> _REQUIRED TASK_
Reproduce every item below word for word, changing nothing.

> _RECORDS TO PROCESS_
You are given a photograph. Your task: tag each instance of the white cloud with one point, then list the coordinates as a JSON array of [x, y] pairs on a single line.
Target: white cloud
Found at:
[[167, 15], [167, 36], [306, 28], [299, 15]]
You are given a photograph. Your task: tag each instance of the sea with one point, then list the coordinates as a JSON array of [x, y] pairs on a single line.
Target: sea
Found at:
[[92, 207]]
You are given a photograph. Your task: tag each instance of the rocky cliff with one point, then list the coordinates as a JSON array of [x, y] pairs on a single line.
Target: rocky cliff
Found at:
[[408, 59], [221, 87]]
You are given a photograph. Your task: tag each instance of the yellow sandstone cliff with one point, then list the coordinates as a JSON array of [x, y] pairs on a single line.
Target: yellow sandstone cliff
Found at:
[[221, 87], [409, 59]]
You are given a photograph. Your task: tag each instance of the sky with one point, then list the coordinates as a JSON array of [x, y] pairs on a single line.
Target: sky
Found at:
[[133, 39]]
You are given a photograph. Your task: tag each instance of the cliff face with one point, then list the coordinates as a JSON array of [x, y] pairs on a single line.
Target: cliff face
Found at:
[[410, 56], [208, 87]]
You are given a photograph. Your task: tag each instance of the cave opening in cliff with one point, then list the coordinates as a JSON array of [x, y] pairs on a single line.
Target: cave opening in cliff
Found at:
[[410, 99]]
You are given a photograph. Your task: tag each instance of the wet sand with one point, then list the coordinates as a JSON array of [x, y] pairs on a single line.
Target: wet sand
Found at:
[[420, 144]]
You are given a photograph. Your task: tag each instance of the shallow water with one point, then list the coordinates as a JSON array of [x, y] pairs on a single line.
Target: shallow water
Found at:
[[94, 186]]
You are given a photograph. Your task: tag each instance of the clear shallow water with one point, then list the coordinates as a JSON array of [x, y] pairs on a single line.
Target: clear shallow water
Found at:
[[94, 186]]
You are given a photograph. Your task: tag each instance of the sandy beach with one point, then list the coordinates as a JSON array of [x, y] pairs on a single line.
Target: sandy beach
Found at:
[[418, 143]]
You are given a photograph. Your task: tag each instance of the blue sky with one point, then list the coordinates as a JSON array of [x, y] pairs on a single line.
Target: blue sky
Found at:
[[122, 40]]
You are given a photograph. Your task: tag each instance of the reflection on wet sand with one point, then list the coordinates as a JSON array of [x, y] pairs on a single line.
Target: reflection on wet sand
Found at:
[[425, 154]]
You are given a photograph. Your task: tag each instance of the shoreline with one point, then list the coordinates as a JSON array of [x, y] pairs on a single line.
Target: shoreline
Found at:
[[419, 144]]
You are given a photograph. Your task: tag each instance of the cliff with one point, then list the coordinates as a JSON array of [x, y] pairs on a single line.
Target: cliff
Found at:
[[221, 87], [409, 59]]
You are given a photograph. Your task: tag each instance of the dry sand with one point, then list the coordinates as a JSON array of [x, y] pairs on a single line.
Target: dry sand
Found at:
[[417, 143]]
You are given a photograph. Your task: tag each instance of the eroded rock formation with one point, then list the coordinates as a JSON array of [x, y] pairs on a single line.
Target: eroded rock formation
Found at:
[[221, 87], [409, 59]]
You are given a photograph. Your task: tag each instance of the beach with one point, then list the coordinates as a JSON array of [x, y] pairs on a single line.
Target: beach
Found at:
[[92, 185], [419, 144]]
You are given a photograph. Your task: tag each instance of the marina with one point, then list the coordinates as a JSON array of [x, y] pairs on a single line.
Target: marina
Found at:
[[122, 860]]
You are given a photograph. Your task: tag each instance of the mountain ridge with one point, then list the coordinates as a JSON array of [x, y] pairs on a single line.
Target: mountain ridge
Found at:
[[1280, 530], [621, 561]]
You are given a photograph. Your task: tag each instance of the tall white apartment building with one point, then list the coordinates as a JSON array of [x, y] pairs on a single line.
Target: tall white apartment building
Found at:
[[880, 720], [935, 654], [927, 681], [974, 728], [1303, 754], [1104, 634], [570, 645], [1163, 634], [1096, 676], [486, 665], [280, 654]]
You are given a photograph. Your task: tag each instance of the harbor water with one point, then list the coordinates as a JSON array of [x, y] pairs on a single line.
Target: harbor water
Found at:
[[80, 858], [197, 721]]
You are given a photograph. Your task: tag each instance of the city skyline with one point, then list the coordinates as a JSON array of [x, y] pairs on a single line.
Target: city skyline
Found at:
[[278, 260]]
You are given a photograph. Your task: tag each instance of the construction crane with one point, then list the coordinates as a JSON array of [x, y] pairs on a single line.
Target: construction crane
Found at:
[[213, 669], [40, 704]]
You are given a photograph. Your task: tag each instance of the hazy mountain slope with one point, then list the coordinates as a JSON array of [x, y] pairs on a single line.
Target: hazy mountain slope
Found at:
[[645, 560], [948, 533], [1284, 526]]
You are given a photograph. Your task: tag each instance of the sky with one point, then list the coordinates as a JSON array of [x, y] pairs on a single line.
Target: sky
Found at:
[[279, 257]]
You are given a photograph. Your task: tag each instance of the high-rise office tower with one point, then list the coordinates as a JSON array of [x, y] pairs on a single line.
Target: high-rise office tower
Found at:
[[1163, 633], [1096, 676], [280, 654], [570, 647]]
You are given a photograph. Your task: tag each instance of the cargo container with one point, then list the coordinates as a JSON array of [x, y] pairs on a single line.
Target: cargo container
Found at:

> _TASK RESULT_
You are given a photograph. Your task: tag each instance of the white cloud with one point, then list the coordinates as a JSON array of [x, y] pairs on a single line.
Target: white cloud
Found at:
[[167, 15], [167, 36], [306, 28], [299, 15]]
You are given a photograph. Your task: tag each instance of the sea with one point, then list the coordinates as a JSON array of [x, y] pairs on a single line.
Target: sea
Found at:
[[92, 207]]
You are given a photograph. Your task: tag each instance of the rocky cliff with one point, then list the coordinates as a JSON array of [x, y] pairs on a single line.
Target: rocky cliff
Found at:
[[408, 59], [221, 87]]
You are given a photograph. Your task: tag each instance of the yellow sandstone cliff with one point, then list the coordinates as a JSON array of [x, y] pairs on a single line.
Target: yellow sandstone cliff
Found at:
[[221, 87], [409, 59]]
You are given a photograph. Your task: tag each instance of the sky with one point, then list the coordinates as a JSON array of [x, y] pairs on a single line.
Target: sky
Found at:
[[133, 39]]
You are given a photograph. Your task: tag each instance of the cliff face with one point, then list the coordinates as a JSON array of [x, y] pairs on a single line.
Target: cliff face
Found at:
[[410, 56], [208, 87]]
You are given a photograph. Your task: tag each instance of the cave opening in cliff with one point, then list the coordinates as a JSON array of [x, y] pairs on a single line.
Target: cave opening in cliff
Found at:
[[410, 99]]
You are given a photograph. Your task: tag each instance of the wet sand with one point, then list the coordinates as a JSON array of [x, y] pairs on a single line.
Target: wet sand
Found at:
[[420, 144]]
You are given a photograph. Your task: tag each instance of the shallow water with one point, then list the coordinates as a JSON array of [x, y] pairs on a single line.
Target: shallow water
Found at:
[[94, 186]]
You are given a photograph. Your task: tag each instance of the clear shallow water with one point, then list the coordinates as a JSON array of [x, y] pairs on a single line.
Target: clear shallow water
Found at:
[[94, 186]]
You are given a photograph. Your task: tag each instance of the sandy beach with one point, then list the coordinates as a JSON array of [x, y] pairs on a single line.
Target: sandy beach
Found at:
[[418, 143]]
You are given a photograph. Your task: tag each instance of the blue sky with one point, then list the coordinates as a JSON array of [x, y] pairs on a single line.
Target: blue sky
Found at:
[[122, 40]]
You are given a photograph. Your task: tag each instance of the reflection on wet sand with one point, then list the coordinates as a JSON array of [x, y] pairs on a single line.
Target: reflection on wet sand
Found at:
[[425, 154]]
You are given a photograph. Your task: tag each instance of the shoreline with one point, then list the coordinates as a JSON array of [x, y] pairs on a single line.
Target: shoreline
Found at:
[[419, 144]]
You are given a photograph. Your task: tag each instance of the cliff with one point, then list the coordinates as a JSON array of [x, y] pairs on a single line.
Target: cliff
Found at:
[[221, 87], [409, 59]]
You are given a photograph. Your task: tag each instance of the dry sand with one point, then list the coordinates as a JSON array of [x, y] pairs on a single line.
Target: dry sand
Found at:
[[417, 143]]
You are given a photograph. Your task: tag each instance of the eroded rock formation with one point, then list the coordinates as a JSON array of [x, y] pairs on a single line.
Target: eroded rock formation
Found at:
[[221, 87], [409, 59]]
You are given a photograph. Your task: tag each instance of the beach with one point, then list the coordinates as a JSON array of [x, y] pairs on a single line.
Target: beach
Found at:
[[92, 185], [419, 144]]
You are given a photograph. Your task: tag each instance of the marina with one point, then list the coordinates as a JSON array of [x, y] pairs on a single line.
Target: marina
Found at:
[[122, 860]]
You are given a photograph. Your task: tag each instance of the mountain ridge with one point, then list the coordinates as a JSON array of [x, y] pairs on a single line.
Target: mountain ridge
Found at:
[[1280, 530], [621, 561]]
You are given a photograph. Your task: tag each instance of the tall white apartment building with one point, then list the coordinates as a JSON array of [x, y] pairs on a single line.
Target: tall white apartment building
Found at:
[[880, 720], [935, 654], [927, 681], [974, 728], [1303, 754], [1104, 634], [570, 645], [1163, 634], [1096, 676], [486, 665], [280, 654]]
You are given a photograph. Your task: tag each instance of the harbor water with one point, then list the coordinates as a JSON array of [x, y] pairs on a single line.
Target: harbor water
Found at:
[[80, 858], [197, 721]]
You are given a photograph. Your task: tag each instance of the city skyline with one point, then list the coordinates as a JSON array of [x, y] pairs on a single line.
Target: city skyline
Found at:
[[278, 260]]
You are given a photograph. Your task: tag each instance of the construction crane with one point, then list the coordinates as a JSON array of [x, y] pairs on a single line.
Target: construction crane
Found at:
[[213, 669], [40, 704]]
You are given a photograph. Your task: tag each instance of the hazy mountain slope with one point, then list the coordinates as a JSON array of [x, y] pairs on a single line.
Target: hazy mountain slope
Found at:
[[645, 560], [948, 533], [1284, 526]]
You are given a photograph. Your task: tag each instance of the sky with one point, then list the coordinates as a JSON array of [x, y] pairs on a single line.
Target: sky
Found at:
[[279, 257]]
You are given a photograph. Your task: tag each instance of the high-rise office tower with one point, then list the coordinates as a JSON array of [x, y] pairs on a single line.
Target: high-rise office tower
Found at:
[[1163, 633], [1096, 676], [280, 654], [570, 647]]
You are given a photograph. Your task: tag each instance of the cargo container with one point, then list the coordinates as a JSON array of [x, y] pairs on a single line.
Target: cargo container
Found at:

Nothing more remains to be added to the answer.